▸ Seçilen pasaj:
Avrupalı liderlerin hâlihazırda çözdüklerini düşündükleri bir şey varsa, o da şudur: AB anlaşması, David Cameron’un hatırı için değiştirilmeyecek ya da yeniden gözden geçirilmeyecek. Britanya ve AB arasındaki yeni anlaşma, uluslararası bir anlaşma bakımından yasal olarak bağlayıcı ve Birleşmiş Milletler tarafından tescilli olacak.
Ortada büyük bir ‘ama’ var. Lüksemburg yargıçları sadece AB anlaşmasına bağlı olduğundan, Avrupa Adalet Divanı bu yeni anlaşmaya bağlı olmayacak. Bu da, AB mahkemelerinin anlaşma unsurlarını bozma kararı alabileceği anlamına geliyor.
Referandum nedir ?
Bir referandum, oy verme yaşı gelmiş her vatandaşın normalde ‘evet’ veya ‘hayır’ oyları kullandıkları bir soruya verilen cevap. Hangi kesim oyların yarısından daha fazlasına sahip olursa, kazanmış sayılıyor.
Avrupa Birliği nedir?

▸ Sağlanan bilgiler:
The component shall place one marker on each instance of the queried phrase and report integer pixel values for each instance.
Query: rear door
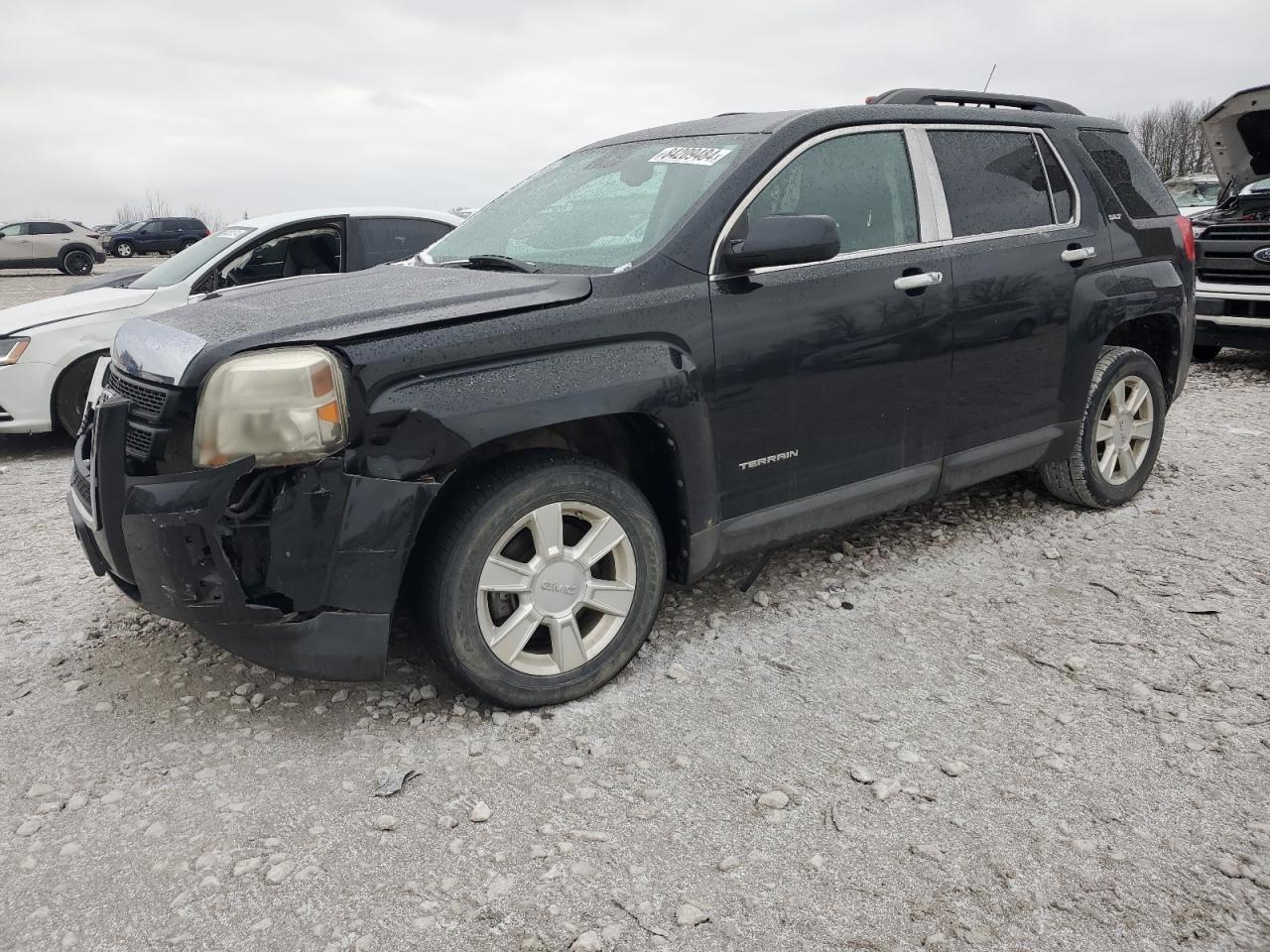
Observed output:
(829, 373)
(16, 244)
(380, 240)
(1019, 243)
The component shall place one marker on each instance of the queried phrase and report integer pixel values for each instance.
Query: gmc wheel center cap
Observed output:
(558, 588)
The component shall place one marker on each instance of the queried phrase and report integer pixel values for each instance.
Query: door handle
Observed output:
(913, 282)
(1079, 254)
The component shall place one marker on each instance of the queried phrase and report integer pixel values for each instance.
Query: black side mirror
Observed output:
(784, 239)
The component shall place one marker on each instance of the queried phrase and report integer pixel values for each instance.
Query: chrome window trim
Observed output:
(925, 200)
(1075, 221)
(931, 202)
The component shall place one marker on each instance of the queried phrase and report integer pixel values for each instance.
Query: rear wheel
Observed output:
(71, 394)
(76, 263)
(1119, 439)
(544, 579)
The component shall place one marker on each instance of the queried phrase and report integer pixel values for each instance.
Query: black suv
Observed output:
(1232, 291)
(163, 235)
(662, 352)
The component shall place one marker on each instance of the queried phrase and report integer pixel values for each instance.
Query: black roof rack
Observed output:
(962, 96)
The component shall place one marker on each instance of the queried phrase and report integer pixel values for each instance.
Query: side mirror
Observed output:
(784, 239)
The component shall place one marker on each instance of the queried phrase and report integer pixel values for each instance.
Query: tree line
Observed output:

▸ Belirtilen amaç 1:
Seçilen pasaja göre bir referandumda hangi kesim kazanmış sayılır?
▸ Belirtilen amaç 2:
Seçilen pasajda "Ortada büyük bir" ile "olursa, kazanmış sayılıyor." arasındaki kısmı, bu ifadeler de dahil olmak üzere, hiç değiştirmeden yazın.
▸ Belirtilen amaç 3:
Seçilen pasaja göre Avrupa Adalet Divanı, Britanya ile AB arasındaki yeni anlaşmaya neden bağlı olmayacak?

▸ Nihai sonuç 1:
Oyların yarısından fazlasını alan kesim kazanmış sayılır.

▸ Nihai sonuç 2:
Ortada büyük bir ‘ama’ var. Lüksemburg yargıçları sadece AB anlaşmasına bağlı olduğundan, Avrupa Adalet Divanı bu yeni anlaşmaya bağlı olmayacak. Bu da, AB mahkemelerinin anlaşma unsurlarını bozma kararı alabileceği anlamına geliyor.
Referandum nedir ?
Bir referandum, oy verme yaşı gelmiş her vatandaşın normalde ‘evet’ veya ‘hayır’ oyları kullandıkları bir soruya verilen cevap. Hangi kesim oyların yarısından daha fazlasına sahip olursa, kazanmış sayılıyor.

▸ Nihai sonuç 3:
Lüksemburg yargıçları yalnızca AB anlaşmasına bağlıdır. Bu yüzden Avrupa Adalet Divanı yeni anlaşmaya bağlı olmayacak.